* Materials provided:
-*-

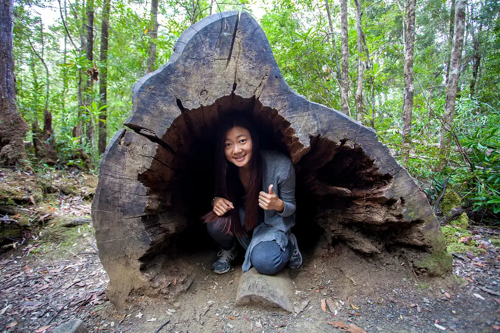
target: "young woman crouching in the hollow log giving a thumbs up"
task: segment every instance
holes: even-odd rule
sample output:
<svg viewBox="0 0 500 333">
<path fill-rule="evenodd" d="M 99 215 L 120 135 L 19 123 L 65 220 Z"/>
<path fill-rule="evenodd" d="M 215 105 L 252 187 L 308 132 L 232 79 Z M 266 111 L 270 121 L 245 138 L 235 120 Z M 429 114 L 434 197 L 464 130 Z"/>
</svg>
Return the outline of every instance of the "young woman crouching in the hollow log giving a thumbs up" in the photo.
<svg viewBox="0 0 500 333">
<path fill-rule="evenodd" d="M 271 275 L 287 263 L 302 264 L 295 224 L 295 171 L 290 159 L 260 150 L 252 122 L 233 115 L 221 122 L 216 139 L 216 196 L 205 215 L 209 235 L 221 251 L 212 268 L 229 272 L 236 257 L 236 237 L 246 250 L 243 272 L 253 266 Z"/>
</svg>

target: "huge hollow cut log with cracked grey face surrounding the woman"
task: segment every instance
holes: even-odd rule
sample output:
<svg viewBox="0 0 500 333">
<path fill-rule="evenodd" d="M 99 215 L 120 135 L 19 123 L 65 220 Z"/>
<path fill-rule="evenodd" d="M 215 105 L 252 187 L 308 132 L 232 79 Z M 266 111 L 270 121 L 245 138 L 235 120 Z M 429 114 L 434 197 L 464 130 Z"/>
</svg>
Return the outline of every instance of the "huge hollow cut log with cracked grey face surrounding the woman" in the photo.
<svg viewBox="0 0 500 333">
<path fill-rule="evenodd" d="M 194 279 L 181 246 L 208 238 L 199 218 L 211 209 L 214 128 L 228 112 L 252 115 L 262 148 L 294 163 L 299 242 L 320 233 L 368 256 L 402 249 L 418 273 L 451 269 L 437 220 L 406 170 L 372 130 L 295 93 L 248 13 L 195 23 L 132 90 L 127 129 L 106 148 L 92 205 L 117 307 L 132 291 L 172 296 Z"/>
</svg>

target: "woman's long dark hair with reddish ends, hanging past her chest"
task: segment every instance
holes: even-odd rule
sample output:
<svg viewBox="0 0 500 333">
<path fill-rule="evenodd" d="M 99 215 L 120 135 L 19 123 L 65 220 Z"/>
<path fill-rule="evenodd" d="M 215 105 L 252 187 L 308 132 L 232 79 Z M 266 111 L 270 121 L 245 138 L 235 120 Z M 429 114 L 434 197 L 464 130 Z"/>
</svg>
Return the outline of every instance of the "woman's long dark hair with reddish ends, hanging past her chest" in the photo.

-*-

* What this task involves:
The records above should be reproduced exactly, with the pictures omitted.

* Reply to the task:
target: "young woman crouching in the hollow log giving a thumbs up"
task: segment every instance
holes: even-odd rule
sample output:
<svg viewBox="0 0 500 333">
<path fill-rule="evenodd" d="M 99 215 L 120 135 L 19 123 L 65 220 Z"/>
<path fill-rule="evenodd" d="M 215 105 L 252 187 L 308 132 L 232 79 Z M 266 111 L 270 121 L 245 138 L 235 120 Z M 429 114 L 434 197 L 464 130 Z"/>
</svg>
Return the outline of every instance of the "young woman crouching in the hollow log giving a thumbs up" in the photo.
<svg viewBox="0 0 500 333">
<path fill-rule="evenodd" d="M 271 275 L 287 263 L 302 264 L 295 224 L 295 171 L 290 159 L 260 150 L 252 122 L 233 115 L 221 122 L 216 139 L 216 196 L 205 215 L 209 235 L 221 251 L 212 268 L 229 272 L 236 257 L 236 237 L 246 250 L 243 272 L 253 266 Z"/>
</svg>

target: "huge hollow cut log with cracked grey face surrounding the woman"
task: segment every instance
holes: even-odd rule
sample output:
<svg viewBox="0 0 500 333">
<path fill-rule="evenodd" d="M 99 215 L 120 135 L 19 123 L 65 220 Z"/>
<path fill-rule="evenodd" d="M 215 105 L 252 187 L 308 132 L 232 79 Z M 266 111 L 270 121 L 245 138 L 235 120 Z M 429 114 L 434 197 L 464 130 Z"/>
</svg>
Return the outline of every instance of the "huge hollow cut log with cracked grey face surrounding the woman" in the photo.
<svg viewBox="0 0 500 333">
<path fill-rule="evenodd" d="M 194 279 L 181 246 L 208 238 L 199 218 L 211 209 L 214 128 L 228 112 L 252 115 L 262 148 L 294 163 L 299 242 L 320 233 L 368 256 L 402 249 L 418 273 L 451 269 L 437 220 L 406 170 L 372 130 L 295 93 L 248 13 L 195 23 L 132 90 L 127 129 L 106 148 L 92 205 L 117 307 L 132 291 L 172 296 Z"/>
</svg>

target: "woman's long dark hair with reddish ends, hanging past her chest"
task: segment every instance
holes: even-odd rule
sample output:
<svg viewBox="0 0 500 333">
<path fill-rule="evenodd" d="M 99 215 L 120 135 L 19 123 L 65 220 Z"/>
<path fill-rule="evenodd" d="M 215 105 L 252 187 L 308 132 L 232 79 Z M 266 111 L 270 121 L 245 138 L 235 120 Z M 429 114 L 434 197 L 464 130 Z"/>
</svg>
Return the outline of every instance of the "woman's long dark hair with reddish ends, hanging past her chest" in the photo.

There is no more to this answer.